Rewrite all the items below, putting "locate" in place of each "lookup" and leaving everything else unchanged. Omit the pictures from your answer.

─── DATA SHOWN

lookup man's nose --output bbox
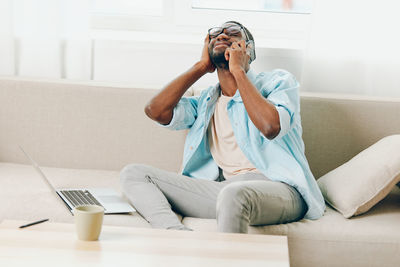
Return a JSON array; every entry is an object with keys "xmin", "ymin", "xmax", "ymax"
[{"xmin": 217, "ymin": 31, "xmax": 229, "ymax": 41}]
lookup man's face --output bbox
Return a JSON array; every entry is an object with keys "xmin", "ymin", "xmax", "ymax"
[{"xmin": 208, "ymin": 23, "xmax": 246, "ymax": 69}]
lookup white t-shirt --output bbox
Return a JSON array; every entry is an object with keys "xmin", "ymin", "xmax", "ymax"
[{"xmin": 208, "ymin": 94, "xmax": 257, "ymax": 179}]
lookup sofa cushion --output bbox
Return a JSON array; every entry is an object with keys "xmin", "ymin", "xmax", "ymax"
[
  {"xmin": 183, "ymin": 187, "xmax": 400, "ymax": 267},
  {"xmin": 0, "ymin": 162, "xmax": 177, "ymax": 227},
  {"xmin": 318, "ymin": 135, "xmax": 400, "ymax": 218}
]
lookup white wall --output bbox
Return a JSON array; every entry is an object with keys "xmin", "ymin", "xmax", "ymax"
[{"xmin": 94, "ymin": 40, "xmax": 303, "ymax": 90}]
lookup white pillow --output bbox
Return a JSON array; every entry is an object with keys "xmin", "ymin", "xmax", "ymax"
[{"xmin": 317, "ymin": 135, "xmax": 400, "ymax": 218}]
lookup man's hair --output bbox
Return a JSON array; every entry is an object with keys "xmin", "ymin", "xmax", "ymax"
[{"xmin": 224, "ymin": 20, "xmax": 256, "ymax": 61}]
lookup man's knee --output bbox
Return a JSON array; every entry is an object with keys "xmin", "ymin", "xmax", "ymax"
[
  {"xmin": 217, "ymin": 182, "xmax": 251, "ymax": 217},
  {"xmin": 119, "ymin": 163, "xmax": 151, "ymax": 186}
]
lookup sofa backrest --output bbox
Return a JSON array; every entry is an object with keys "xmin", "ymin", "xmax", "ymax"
[
  {"xmin": 0, "ymin": 77, "xmax": 400, "ymax": 178},
  {"xmin": 301, "ymin": 93, "xmax": 400, "ymax": 179},
  {"xmin": 0, "ymin": 79, "xmax": 186, "ymax": 174}
]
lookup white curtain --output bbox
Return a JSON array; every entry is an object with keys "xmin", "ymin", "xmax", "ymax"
[
  {"xmin": 0, "ymin": 0, "xmax": 91, "ymax": 80},
  {"xmin": 301, "ymin": 0, "xmax": 400, "ymax": 97}
]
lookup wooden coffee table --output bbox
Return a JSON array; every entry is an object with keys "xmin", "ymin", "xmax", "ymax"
[{"xmin": 0, "ymin": 220, "xmax": 289, "ymax": 267}]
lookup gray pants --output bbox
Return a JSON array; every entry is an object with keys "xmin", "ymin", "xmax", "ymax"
[{"xmin": 121, "ymin": 164, "xmax": 307, "ymax": 233}]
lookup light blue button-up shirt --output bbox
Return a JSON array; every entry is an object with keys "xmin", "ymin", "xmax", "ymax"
[{"xmin": 159, "ymin": 69, "xmax": 325, "ymax": 219}]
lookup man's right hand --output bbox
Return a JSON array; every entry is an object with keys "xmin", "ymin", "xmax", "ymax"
[
  {"xmin": 145, "ymin": 35, "xmax": 215, "ymax": 124},
  {"xmin": 200, "ymin": 34, "xmax": 215, "ymax": 73}
]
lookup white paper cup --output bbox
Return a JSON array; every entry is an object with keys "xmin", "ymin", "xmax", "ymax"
[{"xmin": 73, "ymin": 205, "xmax": 104, "ymax": 241}]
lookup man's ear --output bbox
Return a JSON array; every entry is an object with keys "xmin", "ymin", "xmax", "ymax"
[{"xmin": 246, "ymin": 40, "xmax": 256, "ymax": 64}]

──────

> SOLUTION TO THIS TASK
locate man's nose --output bbox
Return a JSON array; every entry is an object with keys "xmin", "ymin", "xmax", "ymax"
[{"xmin": 217, "ymin": 31, "xmax": 229, "ymax": 41}]
locate man's face --output bbox
Return a JSON array; every entry is an object with keys "xmin", "ymin", "xmax", "ymax"
[{"xmin": 208, "ymin": 23, "xmax": 246, "ymax": 69}]
locate white t-shirt --output bbox
Return a JSON array; every entry is an object with keys "xmin", "ymin", "xmax", "ymax"
[{"xmin": 208, "ymin": 94, "xmax": 257, "ymax": 179}]
locate sofa cushion --output bbox
Return a JSON array; every entry is an object with keys "xmin", "ymin", "xmax", "ymax"
[
  {"xmin": 183, "ymin": 187, "xmax": 400, "ymax": 267},
  {"xmin": 0, "ymin": 162, "xmax": 177, "ymax": 227},
  {"xmin": 318, "ymin": 135, "xmax": 400, "ymax": 218}
]
locate white wall --output bbox
Return a JSON array; every entry is an object with keys "xmin", "ymin", "xmax", "ymax"
[{"xmin": 94, "ymin": 40, "xmax": 303, "ymax": 90}]
locate white pillow --output bbox
Return a JSON array; every entry is an object with keys "xmin", "ymin", "xmax", "ymax"
[{"xmin": 317, "ymin": 135, "xmax": 400, "ymax": 218}]
locate man's hair --output bbox
Return a JSON array; every entry is an object with keys "xmin", "ymin", "xmax", "ymax"
[{"xmin": 224, "ymin": 20, "xmax": 256, "ymax": 61}]
locate man's knee --output bbox
Return a JSON array; every entry is an object with keys "xmin", "ymin", "xmax", "ymax"
[
  {"xmin": 217, "ymin": 182, "xmax": 251, "ymax": 217},
  {"xmin": 119, "ymin": 163, "xmax": 151, "ymax": 186}
]
locate sofa backrest --output bbox
Return a JSON array; every entry is an object with keys "xmin", "ymin", "xmax", "ymax"
[
  {"xmin": 0, "ymin": 77, "xmax": 400, "ymax": 178},
  {"xmin": 301, "ymin": 93, "xmax": 400, "ymax": 179},
  {"xmin": 0, "ymin": 79, "xmax": 186, "ymax": 174}
]
locate white curtain --output bbox
Return a JSON array; every entry is an object with keys "xmin", "ymin", "xmax", "ymax"
[
  {"xmin": 0, "ymin": 0, "xmax": 91, "ymax": 80},
  {"xmin": 301, "ymin": 0, "xmax": 400, "ymax": 97}
]
locate wooden coffee table --output bbox
Return a JSON array; every entry is an object with keys "xmin", "ymin", "xmax", "ymax"
[{"xmin": 0, "ymin": 220, "xmax": 289, "ymax": 267}]
locate gray pants --output bbox
Return a JSON array; every entry is an object with keys "xmin", "ymin", "xmax", "ymax"
[{"xmin": 121, "ymin": 164, "xmax": 307, "ymax": 233}]
locate light blue button-up shirt --output bbox
Return a JSON array; every entry is an object with keys "xmin", "ymin", "xmax", "ymax"
[{"xmin": 159, "ymin": 69, "xmax": 325, "ymax": 219}]
locate man's right hand --output bbox
Return a JSON array; every entry is an object with keys "xmin", "ymin", "xmax", "ymax"
[
  {"xmin": 145, "ymin": 35, "xmax": 215, "ymax": 124},
  {"xmin": 200, "ymin": 34, "xmax": 215, "ymax": 73}
]
locate white paper cup --output bbox
Return a JSON array; every entry is an object with keys "xmin", "ymin", "xmax", "ymax"
[{"xmin": 73, "ymin": 205, "xmax": 104, "ymax": 241}]
locate man's ear --output bbox
Return a JSON array; every entry is an object with keys "xmin", "ymin", "xmax", "ymax"
[{"xmin": 246, "ymin": 40, "xmax": 256, "ymax": 64}]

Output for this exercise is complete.